» **Görev listesi**
1: Tevfik Fikret'in hayatını anlatan metinde "Aksaray’daki Mahmudiye Valide" sözleriyle başlayıp "yılında birincilikle bitirmiştir." sözlerine kadar süren bölümü, "Recaizade Ekrem" yerine "Recaizade Mahmut Ekrem" koyarak güncelleyin ve yeniden yazın.
2: Tevfik Fikret'in hayatını anlatan metni kaldığı yerden sürdürün.

== Metin bölümü ==

Hac ziyaretine giden annesi Refia Hanım, 1879’da dönüş yolunda kolera nedeniyle ölünce Tevfik Fikret, 12 yaşında öksüz kaldı. Babası, saraya jurnal edilerek Arabistan’a sürgüne gönderildiği için kız kardeşi ile kendisinin bakımını anneannesi ve büyük yengesi üstlendi. Henüz çocukken annesini kaybetmek, onu hayatı boyunca etkiledi ve bu edebiyat hayatına da yansıdı. 19 yıl sürgünde kalan babası da sürgünden hiç dönemedi ve orada öldü.

Aksaray’daki Mahmudiye Valide Rüştiyesinde öğrenimine başlayan Tevfik Fikret, çok dindar bir ortamda yetişmekteydi. Okulu, 93 Harbi yenilgisinden sonra Rumeli’den İstanbul’a gelen göçmenlere tahsis edilince öğrenimine Galatasaray Sultanisinde devam etti. Bu yeni okula girişi hayatında bir dönüm noktası oldu. 11 yıl öğrenim gördüğü okulunda devrin önemli edebiyatçılarından Recaizade Ekrem, Muallim Naci, Muallim Feyzi gibi seçkin öğretmenlerin öğrencisi oldu. Şiir yazmaya lise yıllarında başladı. Öğretmenlerinin teşviki ile yazdığı ilk şiiri, Tercüman-ı Hakikat’te yayımlandı. Nazmi mahlasıyla yazılmış, gazel tarzında bir şiirdi. Okulu 1888 yılında birincilikle bitirmiştir.

===
== Listelenen kayıtlar ==

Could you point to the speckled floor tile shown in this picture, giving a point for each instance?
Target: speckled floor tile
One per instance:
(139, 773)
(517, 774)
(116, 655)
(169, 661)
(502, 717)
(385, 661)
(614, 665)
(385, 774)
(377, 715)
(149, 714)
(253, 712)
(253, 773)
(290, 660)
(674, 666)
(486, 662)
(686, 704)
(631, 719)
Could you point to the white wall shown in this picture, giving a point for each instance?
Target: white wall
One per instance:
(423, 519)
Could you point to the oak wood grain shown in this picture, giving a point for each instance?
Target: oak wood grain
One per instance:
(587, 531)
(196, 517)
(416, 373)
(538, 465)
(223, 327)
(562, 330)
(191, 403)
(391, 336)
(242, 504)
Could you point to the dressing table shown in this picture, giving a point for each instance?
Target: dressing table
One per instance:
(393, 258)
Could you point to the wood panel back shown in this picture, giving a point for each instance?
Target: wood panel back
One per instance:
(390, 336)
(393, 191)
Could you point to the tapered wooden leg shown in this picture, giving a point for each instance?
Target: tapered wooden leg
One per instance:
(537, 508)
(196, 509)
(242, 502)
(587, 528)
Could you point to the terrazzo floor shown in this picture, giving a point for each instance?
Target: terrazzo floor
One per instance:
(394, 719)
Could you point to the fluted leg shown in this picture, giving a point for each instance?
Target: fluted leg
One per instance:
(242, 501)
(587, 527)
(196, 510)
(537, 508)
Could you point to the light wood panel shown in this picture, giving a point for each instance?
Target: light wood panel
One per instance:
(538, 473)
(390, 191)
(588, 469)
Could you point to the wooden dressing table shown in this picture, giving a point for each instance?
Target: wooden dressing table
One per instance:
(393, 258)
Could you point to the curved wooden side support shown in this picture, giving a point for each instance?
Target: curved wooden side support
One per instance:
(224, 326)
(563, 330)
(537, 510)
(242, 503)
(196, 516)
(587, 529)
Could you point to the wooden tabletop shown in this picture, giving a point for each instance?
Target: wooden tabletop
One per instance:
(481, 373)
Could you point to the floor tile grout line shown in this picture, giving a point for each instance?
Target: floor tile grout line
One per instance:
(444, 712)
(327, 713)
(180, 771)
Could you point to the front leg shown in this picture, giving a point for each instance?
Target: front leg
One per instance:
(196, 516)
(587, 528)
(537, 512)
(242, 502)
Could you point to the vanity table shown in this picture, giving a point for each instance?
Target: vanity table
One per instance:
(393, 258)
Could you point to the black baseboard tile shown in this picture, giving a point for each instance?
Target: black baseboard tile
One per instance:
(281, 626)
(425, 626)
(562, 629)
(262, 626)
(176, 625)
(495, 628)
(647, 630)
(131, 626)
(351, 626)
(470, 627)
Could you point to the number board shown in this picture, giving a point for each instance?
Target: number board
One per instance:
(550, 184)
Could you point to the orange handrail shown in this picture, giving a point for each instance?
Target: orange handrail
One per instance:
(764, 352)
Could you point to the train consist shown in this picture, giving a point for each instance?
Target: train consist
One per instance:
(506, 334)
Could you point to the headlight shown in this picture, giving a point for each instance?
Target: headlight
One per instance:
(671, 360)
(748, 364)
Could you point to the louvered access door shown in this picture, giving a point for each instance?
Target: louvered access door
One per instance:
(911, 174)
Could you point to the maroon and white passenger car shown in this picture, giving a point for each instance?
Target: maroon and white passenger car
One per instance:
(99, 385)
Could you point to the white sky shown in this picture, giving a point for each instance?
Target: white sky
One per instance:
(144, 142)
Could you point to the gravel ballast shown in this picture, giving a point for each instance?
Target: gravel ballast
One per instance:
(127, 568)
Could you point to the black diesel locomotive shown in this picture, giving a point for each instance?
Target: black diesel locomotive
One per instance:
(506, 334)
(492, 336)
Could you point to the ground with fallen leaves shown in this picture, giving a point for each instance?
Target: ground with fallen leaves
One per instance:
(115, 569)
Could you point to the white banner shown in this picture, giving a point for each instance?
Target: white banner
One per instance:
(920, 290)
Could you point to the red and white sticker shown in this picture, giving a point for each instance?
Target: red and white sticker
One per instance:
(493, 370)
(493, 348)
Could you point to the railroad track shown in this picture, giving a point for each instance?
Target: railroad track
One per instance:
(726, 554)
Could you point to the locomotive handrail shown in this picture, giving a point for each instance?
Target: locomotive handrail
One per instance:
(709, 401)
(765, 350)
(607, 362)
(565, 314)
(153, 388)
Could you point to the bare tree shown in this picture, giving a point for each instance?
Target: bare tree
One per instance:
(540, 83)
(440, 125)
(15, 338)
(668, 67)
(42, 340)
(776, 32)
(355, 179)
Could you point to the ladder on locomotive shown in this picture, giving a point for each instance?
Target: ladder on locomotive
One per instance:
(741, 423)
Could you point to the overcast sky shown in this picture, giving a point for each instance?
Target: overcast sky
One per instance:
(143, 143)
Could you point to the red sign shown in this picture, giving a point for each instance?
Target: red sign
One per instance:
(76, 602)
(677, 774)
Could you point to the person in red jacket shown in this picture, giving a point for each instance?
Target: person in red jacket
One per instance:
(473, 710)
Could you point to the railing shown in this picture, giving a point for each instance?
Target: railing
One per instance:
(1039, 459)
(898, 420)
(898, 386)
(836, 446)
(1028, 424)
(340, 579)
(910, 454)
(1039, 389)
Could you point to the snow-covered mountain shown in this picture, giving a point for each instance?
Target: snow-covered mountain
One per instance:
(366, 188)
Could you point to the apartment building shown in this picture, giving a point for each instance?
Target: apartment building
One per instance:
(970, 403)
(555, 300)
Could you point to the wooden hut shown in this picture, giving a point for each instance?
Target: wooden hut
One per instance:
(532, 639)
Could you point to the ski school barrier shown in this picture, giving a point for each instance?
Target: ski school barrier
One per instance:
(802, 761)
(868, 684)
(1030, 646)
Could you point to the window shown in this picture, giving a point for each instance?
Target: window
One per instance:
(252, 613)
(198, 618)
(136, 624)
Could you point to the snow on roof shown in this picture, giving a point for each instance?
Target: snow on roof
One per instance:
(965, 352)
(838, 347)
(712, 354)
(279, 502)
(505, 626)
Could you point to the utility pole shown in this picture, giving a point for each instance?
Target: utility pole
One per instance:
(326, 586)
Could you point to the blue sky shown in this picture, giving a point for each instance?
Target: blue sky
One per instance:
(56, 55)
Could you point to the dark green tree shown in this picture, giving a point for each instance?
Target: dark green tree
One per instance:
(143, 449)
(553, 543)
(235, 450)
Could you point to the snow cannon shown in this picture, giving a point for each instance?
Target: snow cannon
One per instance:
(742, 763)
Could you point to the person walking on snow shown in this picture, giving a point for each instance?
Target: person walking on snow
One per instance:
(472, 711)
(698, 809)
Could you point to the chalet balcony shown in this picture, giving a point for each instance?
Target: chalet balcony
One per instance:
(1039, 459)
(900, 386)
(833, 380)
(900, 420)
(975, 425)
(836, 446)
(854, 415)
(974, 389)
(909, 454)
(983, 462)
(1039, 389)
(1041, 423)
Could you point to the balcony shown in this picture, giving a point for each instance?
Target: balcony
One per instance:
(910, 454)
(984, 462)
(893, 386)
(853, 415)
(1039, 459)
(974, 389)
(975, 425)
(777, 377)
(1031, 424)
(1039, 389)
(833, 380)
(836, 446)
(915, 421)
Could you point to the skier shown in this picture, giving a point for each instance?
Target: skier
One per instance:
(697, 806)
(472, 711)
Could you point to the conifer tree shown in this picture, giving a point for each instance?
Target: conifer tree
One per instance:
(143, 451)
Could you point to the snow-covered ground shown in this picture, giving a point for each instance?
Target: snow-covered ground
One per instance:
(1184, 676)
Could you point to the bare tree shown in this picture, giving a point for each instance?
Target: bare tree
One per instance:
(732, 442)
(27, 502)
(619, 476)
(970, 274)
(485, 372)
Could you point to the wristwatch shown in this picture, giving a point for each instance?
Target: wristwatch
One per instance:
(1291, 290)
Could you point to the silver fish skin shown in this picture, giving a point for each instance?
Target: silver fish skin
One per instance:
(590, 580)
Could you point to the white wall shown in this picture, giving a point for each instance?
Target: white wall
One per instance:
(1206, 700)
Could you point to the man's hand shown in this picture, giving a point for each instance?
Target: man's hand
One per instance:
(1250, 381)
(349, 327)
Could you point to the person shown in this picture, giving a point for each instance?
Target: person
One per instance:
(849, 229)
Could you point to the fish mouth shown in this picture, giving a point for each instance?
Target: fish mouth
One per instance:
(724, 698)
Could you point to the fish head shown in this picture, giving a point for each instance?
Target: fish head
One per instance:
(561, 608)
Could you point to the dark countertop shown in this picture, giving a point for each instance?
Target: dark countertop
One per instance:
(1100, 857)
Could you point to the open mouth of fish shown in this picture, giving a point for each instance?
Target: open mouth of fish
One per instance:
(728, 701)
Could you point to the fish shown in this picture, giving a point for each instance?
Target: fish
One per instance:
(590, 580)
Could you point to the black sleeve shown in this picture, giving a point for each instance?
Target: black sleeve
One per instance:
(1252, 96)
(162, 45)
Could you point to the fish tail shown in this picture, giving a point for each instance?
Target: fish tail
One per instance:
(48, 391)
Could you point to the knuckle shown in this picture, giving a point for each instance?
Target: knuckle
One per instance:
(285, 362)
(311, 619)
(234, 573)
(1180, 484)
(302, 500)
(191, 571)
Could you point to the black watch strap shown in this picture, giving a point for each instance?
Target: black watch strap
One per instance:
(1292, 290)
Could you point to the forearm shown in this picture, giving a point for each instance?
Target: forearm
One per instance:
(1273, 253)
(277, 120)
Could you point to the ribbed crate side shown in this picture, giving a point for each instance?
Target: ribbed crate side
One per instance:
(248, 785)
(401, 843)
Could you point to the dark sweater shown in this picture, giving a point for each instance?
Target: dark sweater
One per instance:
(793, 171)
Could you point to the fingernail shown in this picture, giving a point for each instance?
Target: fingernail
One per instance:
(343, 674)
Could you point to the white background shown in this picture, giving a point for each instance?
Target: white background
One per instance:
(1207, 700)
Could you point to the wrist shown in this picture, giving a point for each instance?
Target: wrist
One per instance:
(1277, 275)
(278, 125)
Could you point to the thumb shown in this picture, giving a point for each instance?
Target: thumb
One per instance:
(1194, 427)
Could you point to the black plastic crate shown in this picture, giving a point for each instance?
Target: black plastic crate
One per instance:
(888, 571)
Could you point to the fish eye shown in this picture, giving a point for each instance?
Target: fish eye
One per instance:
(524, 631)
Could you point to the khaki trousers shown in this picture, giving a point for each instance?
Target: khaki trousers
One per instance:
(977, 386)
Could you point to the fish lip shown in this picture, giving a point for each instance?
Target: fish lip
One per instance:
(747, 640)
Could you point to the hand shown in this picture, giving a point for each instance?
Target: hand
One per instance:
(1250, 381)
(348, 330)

===

» **Çözülmüş problemler**
1:
Aksaray’daki Mahmudiye Valide Rüştiyesinde öğrenimine başlayan Tevfik Fikret, çok dindar bir ortamda yetişmekteydi. Okulu, 93 Harbi yenilgisinden sonra Rumeli’den İstanbul’a gelen göçmenlere tahsis edilince öğrenimine Galatasaray Sultanisinde devam etti. Bu yeni okula girişi hayatında bir dönüm noktası oldu. 11 yıl öğrenim gördüğü okulunda devrin önemli edebiyatçılarından Recaizade Mahmut Ekrem, Muallim Naci, Muallim Feyzi gibi seçkin öğretmenlerin öğrencisi oldu. Şiir yazmaya lise yıllarında başladı. Öğretmenlerinin teşviki ile yazdığı ilk şiiri, Tercüman-ı Hakikat’te yayımlandı. Nazmi mahlasıyla yazılmış, gazel tarzında bir şiirdi. Okulu 1888 yılında birincilikle bitirmiştir.

2:
Ticaret Mekteb-i Âlisi’nde hat ve Fransızca dersleri verdi. 1891’de “Mirsad” dergisinin açtığı şiir yarışmasında birincilik kazanınca edebiyat çevrelerinde adını duyurdu. 1892’de Mekteb-i Sultani’ye Türkçe öğretmeni olarak atandı. 1894’te “Malumat” dergisini çıkaranlar arasında yer aldı. 1895’te hükümetin memur maaşlarında kesinti yapmasını protesto için görevinden ayrıldı. 1896’da Servet-i Fünun Dergisi’nin Yazı işleri Müdürlüğü’ne getirildi. Dergi onun döneminde Edebiyat-ı Cedide’nin yayın organı kimliği kazandı. Aynı yıl Türkçe öğretmeni olarak Robert Kolej’e girdi. Aydınlar üzerinde süren yoğun baskılar nedeniyle birkaç kez gözaltına alındı. Bir süre sonra dergideki görevinden ayrıldı. 1906’da Robert Kolej’in hemen yanında bir ev yaptırarak “Aşiyan” adını verdi. Eşi ve oğlu Halûk’la birlikte buraya yerleşti. 1908’de 2’nci Meşrutiyet’in ateşli savunucularından biri oldu. Hüseyin Kazım Kadri ve Hüseyin Cahit Yalçın’la birlikte “Tanin” gazetesini kurdu. Gazete İttihat ve Terakki’nin yayın organı haline getirilmek istenince karşı çıktı ve Tanin’den ayrıldı.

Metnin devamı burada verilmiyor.